Tasks to complete
a) Summarize the container shipping forecast in two sentences.
b) Answer these questions from the container shipping forecast, each in a short phrase:
(i) What was Drewry's previous EBIT estimate for carriers this year?
(ii) What average EBIT did lines report in the first quarter of the year?
(iii) What annual volume growth does Drewry expect?

Source passage
The latest edition of Drewry’s Container Forecaster predicts that carriers will report an EBIT of $80bn for this year, up from a previous estimate of $35bn, and that if freight rates surpassed expectations for the rest of the year EBIT could hit the $100bn.
Drewry noted that spot rates had been driven to new highs in the second quarter of the year with spot rates following as global supply chain disruptions worsened.
“We are now getting accustomed to seeing triple-digit annual growth rates for spot rates on most lanes. That these instances are no longer shocking is further proof, if needed, that the market truly is crazy right now,” the analyst said.
Looking at spot and contract rates combined it said across global trades they were expected to rise by about 50% across 2021, an increase of as much of 30% from Drewry’s March forecast.
While a $100bn EBIT for carriers in 2021 may sound excessive its worth noting lines reported an average EBIT of $27.1bn in the first quarter of the year, that’s more the $25.4bn for 2020 as a whole.
Drewry expects volumes to keep rising in Q3 and to the end of year with annual growth of approximately 10%. “There will still be growth next year, but probably only about half as strong as consumer spending is expected to move back towards services as Covid-related restrictions are lifted,” it predicted.

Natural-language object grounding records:
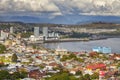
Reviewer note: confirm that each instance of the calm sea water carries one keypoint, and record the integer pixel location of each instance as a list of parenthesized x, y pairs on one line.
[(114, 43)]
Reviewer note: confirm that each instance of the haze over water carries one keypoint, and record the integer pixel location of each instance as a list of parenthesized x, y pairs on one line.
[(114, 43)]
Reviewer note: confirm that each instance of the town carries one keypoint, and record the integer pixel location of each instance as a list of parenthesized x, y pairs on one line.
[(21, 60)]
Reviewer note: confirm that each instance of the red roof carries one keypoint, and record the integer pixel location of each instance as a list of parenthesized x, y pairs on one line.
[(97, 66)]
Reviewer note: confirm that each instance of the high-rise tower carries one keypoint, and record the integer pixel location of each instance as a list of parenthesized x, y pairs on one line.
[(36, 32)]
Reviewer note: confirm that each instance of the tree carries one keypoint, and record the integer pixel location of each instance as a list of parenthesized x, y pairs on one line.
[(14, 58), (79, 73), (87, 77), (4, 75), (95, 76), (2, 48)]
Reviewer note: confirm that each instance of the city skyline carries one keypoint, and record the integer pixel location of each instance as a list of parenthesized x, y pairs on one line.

...

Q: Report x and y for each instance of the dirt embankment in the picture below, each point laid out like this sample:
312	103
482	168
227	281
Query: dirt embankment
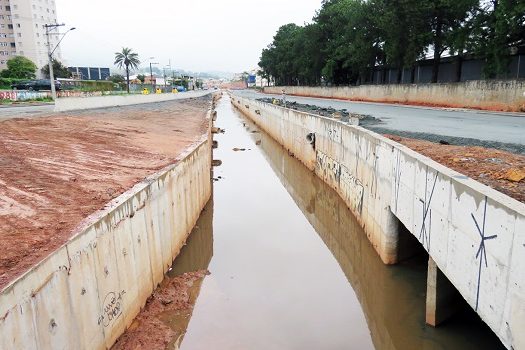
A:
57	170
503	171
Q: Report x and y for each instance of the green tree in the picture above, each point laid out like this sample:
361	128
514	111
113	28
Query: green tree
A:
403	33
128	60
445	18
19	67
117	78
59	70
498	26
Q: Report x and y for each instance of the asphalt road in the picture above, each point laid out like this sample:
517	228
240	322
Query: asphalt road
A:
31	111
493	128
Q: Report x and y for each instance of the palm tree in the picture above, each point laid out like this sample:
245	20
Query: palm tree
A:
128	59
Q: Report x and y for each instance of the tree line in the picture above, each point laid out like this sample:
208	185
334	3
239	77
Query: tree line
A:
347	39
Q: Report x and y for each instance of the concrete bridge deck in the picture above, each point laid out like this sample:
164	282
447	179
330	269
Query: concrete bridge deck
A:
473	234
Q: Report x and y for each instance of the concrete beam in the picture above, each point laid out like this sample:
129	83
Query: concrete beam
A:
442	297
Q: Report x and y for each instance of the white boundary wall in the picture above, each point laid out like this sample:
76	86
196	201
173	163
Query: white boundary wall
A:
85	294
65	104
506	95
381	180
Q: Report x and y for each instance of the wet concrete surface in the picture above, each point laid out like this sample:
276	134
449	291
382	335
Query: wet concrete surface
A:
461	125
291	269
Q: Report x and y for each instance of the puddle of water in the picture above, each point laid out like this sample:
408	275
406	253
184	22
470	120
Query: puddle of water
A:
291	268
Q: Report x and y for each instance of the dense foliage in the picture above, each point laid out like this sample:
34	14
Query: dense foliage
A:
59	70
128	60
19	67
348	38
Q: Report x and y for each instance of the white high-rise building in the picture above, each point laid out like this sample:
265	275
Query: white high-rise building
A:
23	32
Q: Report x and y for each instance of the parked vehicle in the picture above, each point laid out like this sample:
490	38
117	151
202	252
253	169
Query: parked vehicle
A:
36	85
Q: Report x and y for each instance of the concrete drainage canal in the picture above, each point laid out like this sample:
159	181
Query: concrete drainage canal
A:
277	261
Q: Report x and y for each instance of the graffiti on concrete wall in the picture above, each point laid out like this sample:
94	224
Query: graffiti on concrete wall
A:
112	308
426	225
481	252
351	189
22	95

==

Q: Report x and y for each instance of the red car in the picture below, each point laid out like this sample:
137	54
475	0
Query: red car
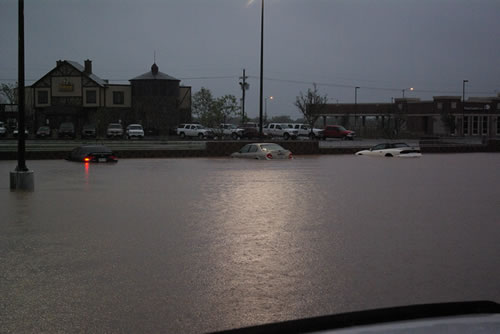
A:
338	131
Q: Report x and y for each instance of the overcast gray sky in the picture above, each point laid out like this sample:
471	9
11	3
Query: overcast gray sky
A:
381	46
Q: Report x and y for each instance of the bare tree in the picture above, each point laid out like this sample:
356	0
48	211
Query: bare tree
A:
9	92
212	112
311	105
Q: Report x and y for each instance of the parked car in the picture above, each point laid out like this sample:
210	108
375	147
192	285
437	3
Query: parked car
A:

List of solutions
a) Drewry's Container Forecaster now predicts that carriers will report an EBIT of $80bn this year, up from an earlier estimate of $35bn, and says the figure could reach $100bn if freight rates beat expectations for the rest of the year. Combined spot and contract rates are expected to rise by about 50% across 2021, while volumes are expected to grow by approximately 10% this year and by about half as much next year.

b)
(i) $35bn
(ii) $27.1bn
(iii) Approximately 10%